Text segment:

-------------------------

So your expecting everyone to say how good it is ?


----------



## D-B-J (Sep 26, 2011)

gsgary said:


> D-B-J said:
> 
> 
> > gsgary said:
> ...




No i am not, but telling me it's called football and that you have MUCH better shots in the UK helped me... not at all.  So there was nothing too useful in the post.  I'm not asking for praise, i'm asking for "Comments and Critiques," in other words, a comment that will allow me to improve my eye, skill, etc.


----------



## gsgary (Sep 27, 2011)

To get better you need to learn the game and where to shoot from, for the best shots shot from behind the goal line so the attackers are coming towards you with a long lens and a wider lens on another body


----------



## imagemaker46 (Sep 27, 2011)

gsgary, I posted four soccer shots the other day and you didn't make any comments on those?  They were also shot at a college game.   Not everyone understands the game, not everyone grew up with the game, not everyone has a long lens to work with.  While D-B-J's shot is not a "technically perfect" soccer shot because there are too many players in the shot, it is still a decent action shot, that is the only point that has to be made.  Soccer like baseball are boring sports to shoot and also difficult to shoot for even very skilled photographers, and yes understanding the sports helps, however the action doesn't always  come the photographers way, so you shoot what you can with what you have, from where you are.


----------



## D-B-J (Sep 27, 2011)

gsgary said:


> To get better you need to learn the game and where to shoot from, for the best shots shot from behind the goal line so the attackers are coming towards you with a long lens and a wider lens on another body



I was about 20 feet left of the goal.  In other words, the appropriate position.  I apologize for not being able to afford a 300mm 2.8, and a second body with which to have a wide angle on.  Hell, I'm a poor college student trying to teach myself photography with guidance from more knowledgable members here.  I'd appreciate if you were more useful, instead of bashing everything about this shot, including the stuff i had no control over (# of players).

-------------------------

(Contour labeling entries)
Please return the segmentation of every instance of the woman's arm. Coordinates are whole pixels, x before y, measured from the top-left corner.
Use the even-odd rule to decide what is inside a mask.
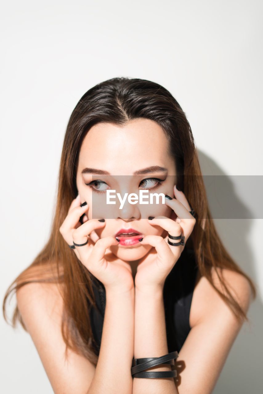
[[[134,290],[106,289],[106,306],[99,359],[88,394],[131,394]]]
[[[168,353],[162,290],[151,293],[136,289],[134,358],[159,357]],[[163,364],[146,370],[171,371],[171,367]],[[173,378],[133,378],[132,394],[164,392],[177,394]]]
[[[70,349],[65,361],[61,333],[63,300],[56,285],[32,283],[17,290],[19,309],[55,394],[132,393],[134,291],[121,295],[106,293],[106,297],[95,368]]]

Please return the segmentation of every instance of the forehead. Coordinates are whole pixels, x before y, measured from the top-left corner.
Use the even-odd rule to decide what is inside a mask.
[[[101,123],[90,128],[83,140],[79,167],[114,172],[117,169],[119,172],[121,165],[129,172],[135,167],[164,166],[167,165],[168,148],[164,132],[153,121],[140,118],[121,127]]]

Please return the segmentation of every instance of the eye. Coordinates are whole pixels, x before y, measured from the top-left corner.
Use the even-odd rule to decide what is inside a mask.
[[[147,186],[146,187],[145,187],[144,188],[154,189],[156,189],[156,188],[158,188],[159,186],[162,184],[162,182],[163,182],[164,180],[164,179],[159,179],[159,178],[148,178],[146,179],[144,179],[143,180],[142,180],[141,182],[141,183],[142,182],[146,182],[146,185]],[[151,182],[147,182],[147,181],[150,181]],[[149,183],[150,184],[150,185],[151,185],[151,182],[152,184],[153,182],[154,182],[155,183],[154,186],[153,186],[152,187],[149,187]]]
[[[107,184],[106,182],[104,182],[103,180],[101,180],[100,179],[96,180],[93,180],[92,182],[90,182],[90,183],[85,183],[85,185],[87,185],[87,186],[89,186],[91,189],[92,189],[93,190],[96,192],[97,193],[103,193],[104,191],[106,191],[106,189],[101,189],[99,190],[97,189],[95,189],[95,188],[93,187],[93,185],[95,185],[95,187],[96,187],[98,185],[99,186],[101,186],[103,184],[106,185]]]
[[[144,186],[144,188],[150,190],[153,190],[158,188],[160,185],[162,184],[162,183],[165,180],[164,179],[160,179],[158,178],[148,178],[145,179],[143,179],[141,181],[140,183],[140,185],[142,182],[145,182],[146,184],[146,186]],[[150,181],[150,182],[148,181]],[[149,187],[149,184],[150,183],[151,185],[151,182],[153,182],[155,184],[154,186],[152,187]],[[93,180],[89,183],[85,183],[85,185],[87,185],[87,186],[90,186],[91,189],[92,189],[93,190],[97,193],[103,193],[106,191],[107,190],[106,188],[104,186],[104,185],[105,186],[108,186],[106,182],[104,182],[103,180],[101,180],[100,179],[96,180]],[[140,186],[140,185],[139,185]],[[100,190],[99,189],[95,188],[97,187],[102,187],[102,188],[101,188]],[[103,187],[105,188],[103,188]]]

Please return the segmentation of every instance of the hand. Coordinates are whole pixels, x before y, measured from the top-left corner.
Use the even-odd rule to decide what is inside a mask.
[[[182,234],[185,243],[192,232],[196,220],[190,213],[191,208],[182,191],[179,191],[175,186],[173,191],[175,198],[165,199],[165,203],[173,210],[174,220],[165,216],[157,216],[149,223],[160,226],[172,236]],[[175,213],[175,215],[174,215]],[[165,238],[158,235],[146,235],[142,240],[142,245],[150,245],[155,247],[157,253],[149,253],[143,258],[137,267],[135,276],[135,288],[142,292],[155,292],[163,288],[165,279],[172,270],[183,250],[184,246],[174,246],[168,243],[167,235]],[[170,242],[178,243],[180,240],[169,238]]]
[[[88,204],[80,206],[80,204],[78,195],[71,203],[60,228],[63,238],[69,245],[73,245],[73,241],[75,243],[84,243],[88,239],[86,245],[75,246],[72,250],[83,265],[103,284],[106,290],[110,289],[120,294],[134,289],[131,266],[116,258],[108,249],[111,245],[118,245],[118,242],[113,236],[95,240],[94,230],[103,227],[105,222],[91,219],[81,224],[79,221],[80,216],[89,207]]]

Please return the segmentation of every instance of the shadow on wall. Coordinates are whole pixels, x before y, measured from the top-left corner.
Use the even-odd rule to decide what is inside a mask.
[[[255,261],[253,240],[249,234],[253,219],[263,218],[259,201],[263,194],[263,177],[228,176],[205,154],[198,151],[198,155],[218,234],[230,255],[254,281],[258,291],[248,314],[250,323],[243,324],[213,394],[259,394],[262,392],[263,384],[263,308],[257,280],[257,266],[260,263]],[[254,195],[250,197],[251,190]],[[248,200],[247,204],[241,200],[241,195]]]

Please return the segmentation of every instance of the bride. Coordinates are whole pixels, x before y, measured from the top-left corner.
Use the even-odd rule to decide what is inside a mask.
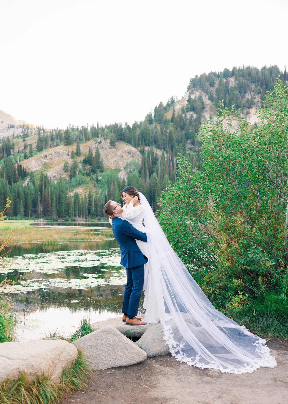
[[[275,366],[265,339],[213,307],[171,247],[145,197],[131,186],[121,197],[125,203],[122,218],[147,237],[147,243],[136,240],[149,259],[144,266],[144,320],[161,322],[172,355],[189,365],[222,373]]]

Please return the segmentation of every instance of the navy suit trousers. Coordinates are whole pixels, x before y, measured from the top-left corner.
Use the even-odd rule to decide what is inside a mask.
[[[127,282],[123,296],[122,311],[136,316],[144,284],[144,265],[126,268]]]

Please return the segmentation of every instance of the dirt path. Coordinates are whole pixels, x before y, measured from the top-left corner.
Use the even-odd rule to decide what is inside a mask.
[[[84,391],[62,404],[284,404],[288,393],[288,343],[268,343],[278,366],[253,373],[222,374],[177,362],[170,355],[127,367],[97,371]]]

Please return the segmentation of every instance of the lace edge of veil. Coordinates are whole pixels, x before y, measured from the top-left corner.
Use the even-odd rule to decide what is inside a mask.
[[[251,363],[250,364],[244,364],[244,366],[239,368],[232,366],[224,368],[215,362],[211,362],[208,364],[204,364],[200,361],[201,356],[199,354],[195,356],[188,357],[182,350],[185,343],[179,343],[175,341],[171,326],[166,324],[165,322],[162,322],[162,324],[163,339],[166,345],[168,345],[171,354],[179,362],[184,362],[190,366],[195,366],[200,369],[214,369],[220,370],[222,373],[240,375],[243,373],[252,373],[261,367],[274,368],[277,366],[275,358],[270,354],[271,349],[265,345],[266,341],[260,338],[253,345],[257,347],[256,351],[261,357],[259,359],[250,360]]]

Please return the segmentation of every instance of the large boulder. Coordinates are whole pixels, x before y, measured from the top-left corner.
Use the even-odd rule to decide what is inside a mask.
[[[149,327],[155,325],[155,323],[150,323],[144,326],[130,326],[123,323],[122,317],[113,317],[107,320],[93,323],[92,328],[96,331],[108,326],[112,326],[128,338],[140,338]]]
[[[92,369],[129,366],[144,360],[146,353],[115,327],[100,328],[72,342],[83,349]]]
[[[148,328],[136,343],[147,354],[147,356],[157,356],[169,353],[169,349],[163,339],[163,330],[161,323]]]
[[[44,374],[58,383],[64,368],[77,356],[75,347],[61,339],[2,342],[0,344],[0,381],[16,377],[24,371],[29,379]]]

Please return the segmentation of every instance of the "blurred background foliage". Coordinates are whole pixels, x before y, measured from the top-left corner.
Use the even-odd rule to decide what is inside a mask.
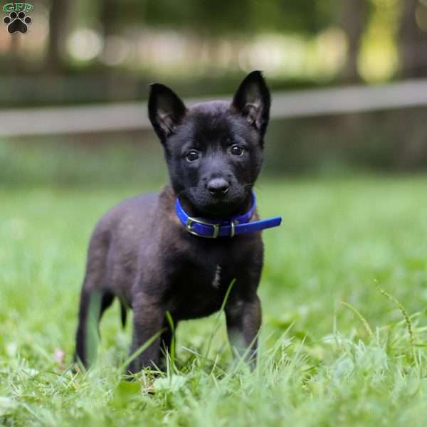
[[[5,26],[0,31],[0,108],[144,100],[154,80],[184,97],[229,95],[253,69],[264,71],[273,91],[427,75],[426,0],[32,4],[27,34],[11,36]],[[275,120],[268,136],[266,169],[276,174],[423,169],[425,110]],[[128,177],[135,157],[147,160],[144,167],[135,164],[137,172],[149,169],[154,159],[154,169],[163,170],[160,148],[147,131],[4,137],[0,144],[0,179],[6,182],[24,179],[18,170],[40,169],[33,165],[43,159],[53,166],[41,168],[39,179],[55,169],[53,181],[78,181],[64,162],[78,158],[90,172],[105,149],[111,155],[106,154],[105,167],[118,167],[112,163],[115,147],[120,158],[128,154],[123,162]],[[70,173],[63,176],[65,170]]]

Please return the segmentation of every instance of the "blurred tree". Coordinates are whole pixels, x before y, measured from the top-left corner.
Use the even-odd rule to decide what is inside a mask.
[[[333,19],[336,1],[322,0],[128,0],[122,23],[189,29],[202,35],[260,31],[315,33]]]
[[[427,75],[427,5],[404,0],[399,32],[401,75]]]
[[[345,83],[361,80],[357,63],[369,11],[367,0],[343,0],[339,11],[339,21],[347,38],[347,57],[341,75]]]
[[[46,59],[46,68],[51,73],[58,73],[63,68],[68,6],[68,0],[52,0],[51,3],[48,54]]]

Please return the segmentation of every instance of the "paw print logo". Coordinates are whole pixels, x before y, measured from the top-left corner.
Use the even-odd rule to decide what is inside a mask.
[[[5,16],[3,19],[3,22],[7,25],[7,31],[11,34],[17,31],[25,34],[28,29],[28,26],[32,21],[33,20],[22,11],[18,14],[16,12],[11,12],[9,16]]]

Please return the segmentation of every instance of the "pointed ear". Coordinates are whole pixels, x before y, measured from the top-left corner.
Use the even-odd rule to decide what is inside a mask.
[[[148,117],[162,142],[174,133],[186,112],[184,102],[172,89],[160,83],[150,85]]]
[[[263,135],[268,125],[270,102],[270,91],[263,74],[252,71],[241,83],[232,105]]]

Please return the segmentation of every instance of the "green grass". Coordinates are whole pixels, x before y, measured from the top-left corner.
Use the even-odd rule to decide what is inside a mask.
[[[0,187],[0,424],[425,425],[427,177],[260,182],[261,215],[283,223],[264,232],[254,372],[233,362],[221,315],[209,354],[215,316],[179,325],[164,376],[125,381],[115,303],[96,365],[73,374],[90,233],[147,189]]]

-------------------------

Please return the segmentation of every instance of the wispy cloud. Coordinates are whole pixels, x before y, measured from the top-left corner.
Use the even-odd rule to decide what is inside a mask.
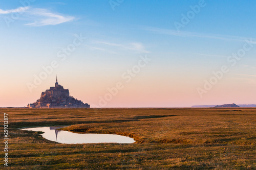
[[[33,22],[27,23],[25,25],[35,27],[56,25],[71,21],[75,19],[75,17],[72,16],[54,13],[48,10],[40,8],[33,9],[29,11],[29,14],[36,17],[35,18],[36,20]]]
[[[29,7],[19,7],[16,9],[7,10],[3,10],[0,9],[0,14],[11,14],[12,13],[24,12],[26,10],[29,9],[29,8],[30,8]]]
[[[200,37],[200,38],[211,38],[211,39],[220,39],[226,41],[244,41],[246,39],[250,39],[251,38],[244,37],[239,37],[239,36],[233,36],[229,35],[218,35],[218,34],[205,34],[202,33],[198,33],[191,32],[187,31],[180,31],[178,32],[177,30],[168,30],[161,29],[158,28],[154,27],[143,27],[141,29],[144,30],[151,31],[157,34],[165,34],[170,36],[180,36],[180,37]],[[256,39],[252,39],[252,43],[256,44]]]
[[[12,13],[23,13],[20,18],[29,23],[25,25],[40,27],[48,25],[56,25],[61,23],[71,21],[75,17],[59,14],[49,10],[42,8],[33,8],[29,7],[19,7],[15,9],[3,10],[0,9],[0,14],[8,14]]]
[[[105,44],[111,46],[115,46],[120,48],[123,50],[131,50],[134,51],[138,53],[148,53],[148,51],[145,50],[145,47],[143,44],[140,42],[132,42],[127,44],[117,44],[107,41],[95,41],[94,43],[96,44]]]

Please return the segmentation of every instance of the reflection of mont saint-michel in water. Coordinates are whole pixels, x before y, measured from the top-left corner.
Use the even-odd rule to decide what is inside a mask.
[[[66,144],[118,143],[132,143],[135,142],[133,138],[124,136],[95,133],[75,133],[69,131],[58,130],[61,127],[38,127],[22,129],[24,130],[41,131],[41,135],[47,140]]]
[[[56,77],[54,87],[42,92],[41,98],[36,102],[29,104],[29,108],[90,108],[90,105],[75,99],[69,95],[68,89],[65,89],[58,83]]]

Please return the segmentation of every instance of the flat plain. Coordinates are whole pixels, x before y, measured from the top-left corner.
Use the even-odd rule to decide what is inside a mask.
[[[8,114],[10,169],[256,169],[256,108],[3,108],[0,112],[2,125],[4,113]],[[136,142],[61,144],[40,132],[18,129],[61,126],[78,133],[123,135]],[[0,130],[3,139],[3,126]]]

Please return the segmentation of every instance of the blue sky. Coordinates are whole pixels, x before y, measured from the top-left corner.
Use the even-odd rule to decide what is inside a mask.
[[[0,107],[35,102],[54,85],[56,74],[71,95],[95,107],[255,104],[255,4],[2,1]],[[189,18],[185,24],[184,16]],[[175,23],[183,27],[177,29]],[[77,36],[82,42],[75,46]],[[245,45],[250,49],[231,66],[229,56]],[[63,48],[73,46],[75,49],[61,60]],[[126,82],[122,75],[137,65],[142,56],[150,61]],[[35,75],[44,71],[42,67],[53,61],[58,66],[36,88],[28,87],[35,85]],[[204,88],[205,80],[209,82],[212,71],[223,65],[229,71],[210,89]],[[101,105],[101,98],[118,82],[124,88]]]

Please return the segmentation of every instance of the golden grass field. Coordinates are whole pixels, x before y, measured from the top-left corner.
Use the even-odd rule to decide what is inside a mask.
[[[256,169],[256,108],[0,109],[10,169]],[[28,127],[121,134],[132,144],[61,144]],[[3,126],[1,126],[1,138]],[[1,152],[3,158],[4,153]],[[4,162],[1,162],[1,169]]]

-------------------------

Requests:
- 1) Answer these questions using the soccer photography thread.
(a) Where does gsgary say the best shots are taken from?
(b) Which two sports does imagemaker46 call boring to shoot?
(c) How far from the goal was D-B-J standing, and on which side?
- 2) Copy everything in the soccer photography thread from "## gsgary (Sep" down to "imagemaker46 (Sep 27, 2011)".
- 3) Carry the soccer photography thread on from its last post.

Responses to the tasks:
- 1)
(a) From behind the goal line, so the attackers are coming toward you.
(b) Soccer and baseball.
(c) About 20 feet, to the left of the goal.

- 2)
## gsgary (Sep 27, 2011)

To get better you need to learn the game and where to shoot from, for the best shots shot from behind the goal line so the attackers are coming towards you with a long lens and a wider lens on another body


----------



## imagemaker46 (Sep 27, 2011)

- 3)
----------



## D-B-J (Sep 27, 2011)

imagemaker46 said:


> gsgary, I posted four soccer shots the other day and you didn't make any comments on those?  They were also shot at a college game.   Not everyone understands the game, not everyone grew up with the game, not everyone has a long lens to work with.  While D-B-J's shot is not a "technically perfect" soccer shot because there are too many players in the shot, it is still a decent action shot, that is the only point that has to be made.  Soccer like baseball are boring sports to shoot and also difficult to shoot for even very skilled photographers, and yes understanding the sports helps, however the action doesn't always  come the photographers way, so you shoot what you can with what you have, from where you are.



It is a tricky and sometimes boring sport to shoot.  For example, i missed a BEAUTIFUL header, but hey, live and learn.  Thank you for your comments.


----------



## gsgary (Sep 28, 2011)

D-B-J said:


> imagemaker46 said:
> 
> 
> > gsgary, I posted four soccer shots the other day and you didn't make any comments on those?  They were also shot at a college game.   Not everyone understands the game, not everyone grew up with the game, not everyone has a long lens to work with.  While D-B-J's shot is not a "technically perfect" soccer shot because there are too many players in the shot, it is still a decent action shot, that is the only point that has to be made.  Soccer like baseball are boring sports to shoot and also difficult to shoot for even very skilled photographers, and yes understanding the sports helps, however the action doesn't always  come the photographers way, so you shoot what you can with what you have, from where you are.
> ...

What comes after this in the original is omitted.